══ Given passage

Winter is upon us once again, and it’s time to prepare and clean up. Leaves are falling from deciduous trees, the garden is soggy, and weeds are emerging. Raking leaves is a good idea, both to prevent mold and fungus to take hold among the wet dead leaves, and also to keep winter gardens neat and attractive through the dormant season.

Once the leaves are raked, it is time for winter pruning. This has been discussed at length in a prior post (December 2014). Both deciduous and evergreen trees and plants should be pruned, dead branches removed, shaped, and deadheaded as appropriate. ‘As new life will come from death, love will come at leisure’. Winter is a good opportunity to see larger trees that are covered with leaves all summer long. Now that the leaves have dropped, we can get a real good look at the branching structure. Trees benefit from good air circulation through the heart of the tree. Thinning branches that are parallel and growing really close to each other is always a good idea. Trees such as crepe myrtles that bloom on new growth can be tip pruned. Pruning encourages new growth, and cutting the ends off all branches will result in new growth at the cut and lots of flowers next year.

════
══ Information provided

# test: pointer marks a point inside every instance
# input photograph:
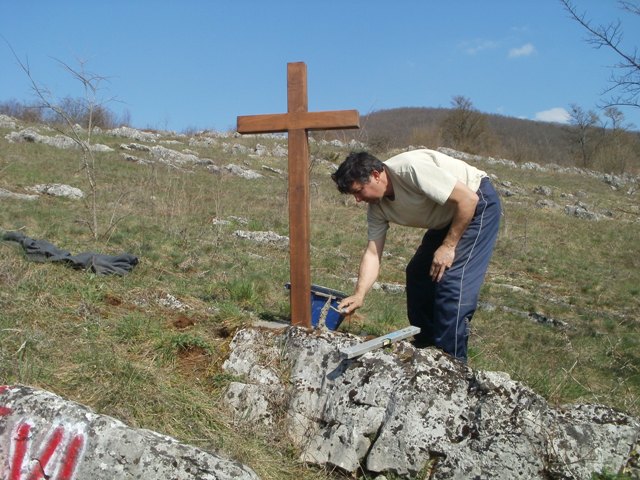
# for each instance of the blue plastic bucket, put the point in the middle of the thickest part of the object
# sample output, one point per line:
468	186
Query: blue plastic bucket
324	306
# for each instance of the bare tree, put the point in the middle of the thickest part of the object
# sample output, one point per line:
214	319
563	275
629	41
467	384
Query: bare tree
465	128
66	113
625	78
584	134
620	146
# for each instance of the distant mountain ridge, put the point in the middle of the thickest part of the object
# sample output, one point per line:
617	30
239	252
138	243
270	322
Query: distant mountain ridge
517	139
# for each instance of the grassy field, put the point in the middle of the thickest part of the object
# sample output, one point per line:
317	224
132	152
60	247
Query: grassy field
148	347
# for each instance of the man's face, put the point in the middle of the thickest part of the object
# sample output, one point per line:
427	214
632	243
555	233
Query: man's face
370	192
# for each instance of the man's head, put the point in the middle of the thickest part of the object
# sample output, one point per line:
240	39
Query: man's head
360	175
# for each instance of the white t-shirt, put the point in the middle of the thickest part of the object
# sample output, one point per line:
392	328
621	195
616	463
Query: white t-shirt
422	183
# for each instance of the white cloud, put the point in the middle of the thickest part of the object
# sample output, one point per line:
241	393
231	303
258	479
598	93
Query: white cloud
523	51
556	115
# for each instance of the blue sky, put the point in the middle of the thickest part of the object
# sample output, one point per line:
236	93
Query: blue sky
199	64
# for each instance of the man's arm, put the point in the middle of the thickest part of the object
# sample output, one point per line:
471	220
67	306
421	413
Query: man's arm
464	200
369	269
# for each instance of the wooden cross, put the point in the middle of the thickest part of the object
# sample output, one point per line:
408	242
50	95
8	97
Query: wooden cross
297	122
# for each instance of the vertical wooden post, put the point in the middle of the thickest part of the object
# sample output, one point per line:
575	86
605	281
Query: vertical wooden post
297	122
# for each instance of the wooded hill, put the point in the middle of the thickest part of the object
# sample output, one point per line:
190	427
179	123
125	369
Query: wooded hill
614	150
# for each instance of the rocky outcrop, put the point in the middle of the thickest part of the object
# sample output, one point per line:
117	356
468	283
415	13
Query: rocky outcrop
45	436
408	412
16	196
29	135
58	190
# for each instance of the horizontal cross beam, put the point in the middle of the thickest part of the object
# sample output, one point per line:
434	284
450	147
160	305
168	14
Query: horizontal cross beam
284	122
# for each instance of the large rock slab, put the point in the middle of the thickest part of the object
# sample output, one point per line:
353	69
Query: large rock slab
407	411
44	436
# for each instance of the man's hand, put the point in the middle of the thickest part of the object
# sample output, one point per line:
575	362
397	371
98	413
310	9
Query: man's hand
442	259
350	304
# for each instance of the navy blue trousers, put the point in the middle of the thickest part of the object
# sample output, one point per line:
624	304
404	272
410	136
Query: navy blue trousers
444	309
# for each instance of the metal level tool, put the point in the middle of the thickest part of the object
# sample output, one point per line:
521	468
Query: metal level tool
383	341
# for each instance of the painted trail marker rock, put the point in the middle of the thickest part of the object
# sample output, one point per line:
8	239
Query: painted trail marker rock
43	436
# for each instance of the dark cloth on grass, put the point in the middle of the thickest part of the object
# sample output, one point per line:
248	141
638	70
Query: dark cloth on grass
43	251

════

Goal A → Rewrite the gardening passage, beginning at "Once the leaves" and stopping after "flowers next year.", with "crepe myrtles" changed to "rose bushes".
Goal B →
Answer these questions from the gardening passage:
(i) What two reasons does it give for raking leaves?
(ii) When was winter pruning discussed in an earlier post?
(iii) What do trees benefit from, according to the passage?
Goal C → Write the next part of the gardening passage, picking up right after its last sentence.
The records have nothing to do with the gardening passage.

Exercise response A →
Once the leaves are raked, it is time for winter pruning. This has been discussed at length in a prior post (December 2014). Both deciduous and evergreen trees and plants should be pruned, dead branches removed, shaped, and deadheaded as appropriate. ‘As new life will come from death, love will come at leisure’. Winter is a good opportunity to see larger trees that are covered with leaves all summer long. Now that the leaves have dropped, we can get a real good look at the branching structure. Trees benefit from good air circulation through the heart of the tree. Thinning branches that are parallel and growing really close to each other is always a good idea. Trees such as rose bushes that bloom on new growth can be tip pruned. Pruning encourages new growth, and cutting the ends off all branches will result in new growth at the cut and lots of flowers next year.

Exercise response B →
(i) To keep mold and fungus from taking hold among the wet dead leaves, and to keep winter gardens neat and attractive through the dormant season.
(ii) December 2014.
(iii) Good air circulation through the heart of the tree.

Exercise response C →
Some trees in winter gardens, such as the coral bark Japanese maple ‘Sango Kaku’, will yield beautiful red twigs when cut that can be gathered and put in a vase during the holidays.

Lawns should be fertilized with a good cool season fertilizer to promote a strong healthy root system, which will yield a rich, thick lawn in the spring. Patio furniture can be covered for winter protection, and frost tender plants such as Coleonema ‘Golden Sunset’, Tibouchina (Princess flower) and Lantana should be covered and staked with a frost protection cloth when the danger of frost is present. A product called ‘Planket’ is our recommendation for frost protection. If the temperature is predicted to only drop to thirty or thirty one degrees for a night or two, covering them is probably not necessary. But if it’s going to drop into the twenties for multiple nights, then definitely cover them! Hopefully any citrus trees in the garden are in containers, which can be moved indoors or under an overhang for the next few months to protect them.

They say that fertilizing plants in the winter when they are not actively growing is a waste of good fertilizer. However, in a mild weather winter climate such as ours in the North Bay, who can tell if plants may be taking up fertilizer and utilizing it. So we like to fertilize at least twice, maybe three times from November through February. Why not? What do we have to lose?

Just as some plants and bears hibernate in the winter, we at Details Landscape Art will hibernate and discontinue our blog postings until spring. Look for our next post in mid-March. Here’s hoping you get out and enjoy your winter gardens !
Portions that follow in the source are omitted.